** Start of Document segment **

Google Shooting For Smartphone Universal Translator
nikki4 writes to tell us that in giving some major improvement tweaks to its existing voice recognition tool for the Smartphone, Google is aiming for new translator software that will provide instant translation of foreign languages. "The company has already created an automatic system for translating text on computers, which is being honed by scanning millions of multi-lingual websites and documents. So far it covers 52 languages, adding Haitian Creole last week. Google also has a voice recognition system that enables phone users to conduct web searches by speaking commands into their phones rather than typing them in. Now it is working on combining the two technologies to produce software capable of understanding a caller’s voice and translating it into a synthetic equivalent in a foreign language."
Maybe my experience is atypical, but Google doesn't seem to translate pages very well. I can only imagine how bad it will be having a phone do this. "Did that guy's phone just call me what I think it did?"
Or you could just stick this Babel fish in your ear.
Translation software sucks hard, even under simple phrases. Why do it on a cellphone on a large scale?
~The roAm
...this is a recipe for universal worldwide hilarity.
Caution: not for use with Hungarian Tobacconists.
My phone has Android. It's very neat but, not terribly practical. It includes voice dialing and voice Google search. It is slow, taking several seconds to record, upload and translate the voice to text. Then of course, you have to do it all over again because it completely botched the interpretation. Result: Time wasted!
Now they want to do language translation as well? They can't even get a single language right and they want to do multiple languages? Even their existing Language tools page is very neat and often handy but, the results are typically very dodgy.
The fantasies of Star Trek universal translators are still WAY off.
Maybe this technology will make dealing with call centers in India somewhat bearable. Perhaps it'll be capable of converting their dialect of "English" into something that the rest of the English-speaking world can understand.
Then again, this translation technology probably can't do a damn thing about their general lack of knowledge. Shucks.

** End of Document segment **
** Start of Dataset rows **

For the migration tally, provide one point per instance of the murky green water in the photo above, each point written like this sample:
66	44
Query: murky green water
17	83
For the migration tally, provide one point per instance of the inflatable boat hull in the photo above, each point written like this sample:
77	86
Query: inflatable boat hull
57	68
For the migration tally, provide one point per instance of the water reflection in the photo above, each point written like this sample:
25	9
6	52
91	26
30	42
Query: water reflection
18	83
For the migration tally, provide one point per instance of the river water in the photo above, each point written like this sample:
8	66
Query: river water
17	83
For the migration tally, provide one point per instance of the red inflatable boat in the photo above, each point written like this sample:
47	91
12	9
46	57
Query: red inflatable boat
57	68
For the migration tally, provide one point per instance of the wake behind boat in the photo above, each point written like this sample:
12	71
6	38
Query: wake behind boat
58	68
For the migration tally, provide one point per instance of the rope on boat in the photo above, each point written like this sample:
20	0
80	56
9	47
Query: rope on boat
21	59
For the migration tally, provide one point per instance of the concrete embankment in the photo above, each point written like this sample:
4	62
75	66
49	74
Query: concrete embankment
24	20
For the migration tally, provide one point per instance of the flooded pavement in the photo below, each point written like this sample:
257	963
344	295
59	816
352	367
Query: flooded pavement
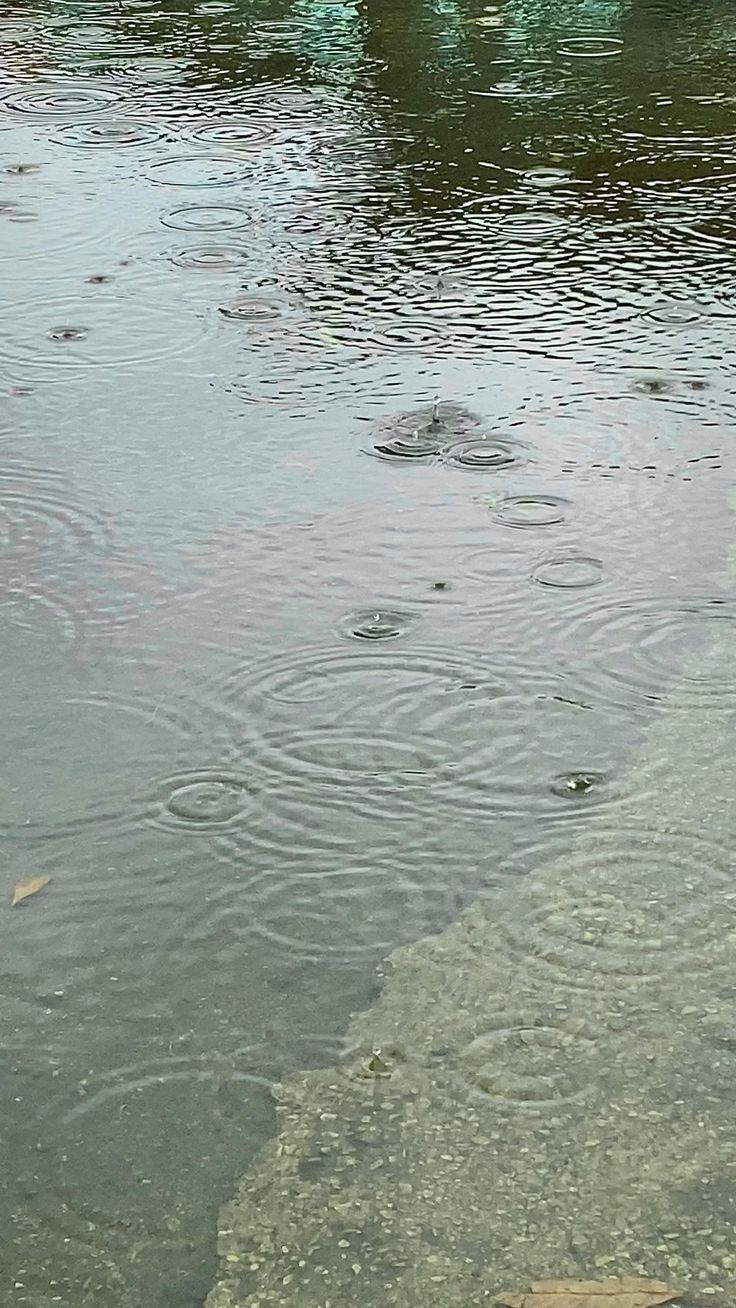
366	386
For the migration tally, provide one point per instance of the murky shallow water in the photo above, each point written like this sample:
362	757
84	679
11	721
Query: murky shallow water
275	705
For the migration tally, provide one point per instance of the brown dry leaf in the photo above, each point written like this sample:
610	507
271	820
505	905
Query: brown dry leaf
615	1292
24	890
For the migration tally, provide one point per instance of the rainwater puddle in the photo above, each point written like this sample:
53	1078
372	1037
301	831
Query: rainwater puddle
273	709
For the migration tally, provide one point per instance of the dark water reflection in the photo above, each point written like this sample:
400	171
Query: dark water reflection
273	706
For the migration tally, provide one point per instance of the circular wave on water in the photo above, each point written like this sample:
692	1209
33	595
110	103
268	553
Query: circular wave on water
630	907
645	650
37	506
208	217
420	434
377	624
103	764
569	572
532	1058
591	46
212	258
358	911
62	100
232	134
531	510
109	134
49	339
485	454
384	731
199	170
675	313
251	309
201	802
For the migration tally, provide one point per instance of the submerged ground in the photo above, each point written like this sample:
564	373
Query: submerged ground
365	453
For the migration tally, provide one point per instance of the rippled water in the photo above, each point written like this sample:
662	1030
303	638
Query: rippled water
368	382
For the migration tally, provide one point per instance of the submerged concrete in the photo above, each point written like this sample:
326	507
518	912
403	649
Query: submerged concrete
543	1090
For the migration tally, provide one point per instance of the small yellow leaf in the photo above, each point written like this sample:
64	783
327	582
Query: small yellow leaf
24	890
616	1292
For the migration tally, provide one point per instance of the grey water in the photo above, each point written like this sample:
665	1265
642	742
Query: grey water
368	395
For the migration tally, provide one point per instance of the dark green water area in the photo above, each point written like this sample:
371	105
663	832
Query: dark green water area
368	607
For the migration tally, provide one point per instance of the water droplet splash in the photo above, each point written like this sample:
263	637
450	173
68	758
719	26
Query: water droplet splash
377	624
569	572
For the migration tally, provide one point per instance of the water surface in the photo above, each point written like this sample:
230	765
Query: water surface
368	382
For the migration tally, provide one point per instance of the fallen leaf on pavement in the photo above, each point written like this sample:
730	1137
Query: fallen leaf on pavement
24	890
615	1292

** End of Dataset rows **

What is asked ->
1. From the Google translator discussion, return the stretch from "Now they want" through "of knowledge. Shucks.", copied word for word.
2. Resume the Google translator discussion after its last sentence.
None of the entries play any role here.

Replies ->
1.
Now they want to do language translation as well? They can't even get a single language right and they want to do multiple languages? Even their existing Language tools page is very neat and often handy but, the results are typically very dodgy.
The fantasies of Star Trek universal translators are still WAY off.
Maybe this technology will make dealing with call centers in India somewhat bearable. Perhaps it'll be capable of converting their dialect of "English" into something that the rest of the English-speaking world can understand.
Then again, this translation technology probably can't do a damn thing about their general lack of knowledge. Shucks.

2.
Does anyone use voice recognition software? Here are a couple of my voicemails transcribed by Google Voice:
Hey man, Hello, this is gonna ask you about Stockton uncle in a missed your call, so, so give well. Okay bye.
Hey it's me and I for me. Long, My of the day. So Hey Jared, Here doing. If you come for another anti, gimme a call before you go to sleep and stuff, so give me a favor you familiar with it. I love you bye.
Whale
Sure, these will be handheld. But in the future, they'll be directly injected into you by a DRD.
with everyone else... Google isn't great at translating and sadly it's pretty much the best. I speak a myriad of languages and Google only does well with Latin based langs and only if they are grammatically perfect. :)
You could always figure it out by context but when you get to German or Russian, then you're in trouble. Hell, imagine Mandarin/Cantonese? Pretty soon though, everyone will be able to understand everyone else and I won't be as cool anymore
Der Tod ist der einzige Weg hier raus!
I hope they succeed.
Tablespoons, by an Apple Newton
or [allegedly] what happens when you run Jabberwocky through a handwriting recognition program.... :-)
-----------
Teas Willis, and the sticky tours
Did gym and Gibbs in the wake.
All mimes were the borrowers,
And the moderate Belgrade.
'Beware the tablespoon my son,
The jaws that bite, the Claus that catch.
Beware the Subjects bird, and shred
The serious Bandwidth!'
He took his Verbal sword in hand:
Long time the monitors fog he sought,
So rested he by the Tumbled tree,
Long time the monitors fog he sought,
And as in selfish thought he stood,
The tablespoon, with eyes of Flame,
Came stifling through the trigger wood,
And troubled as it came!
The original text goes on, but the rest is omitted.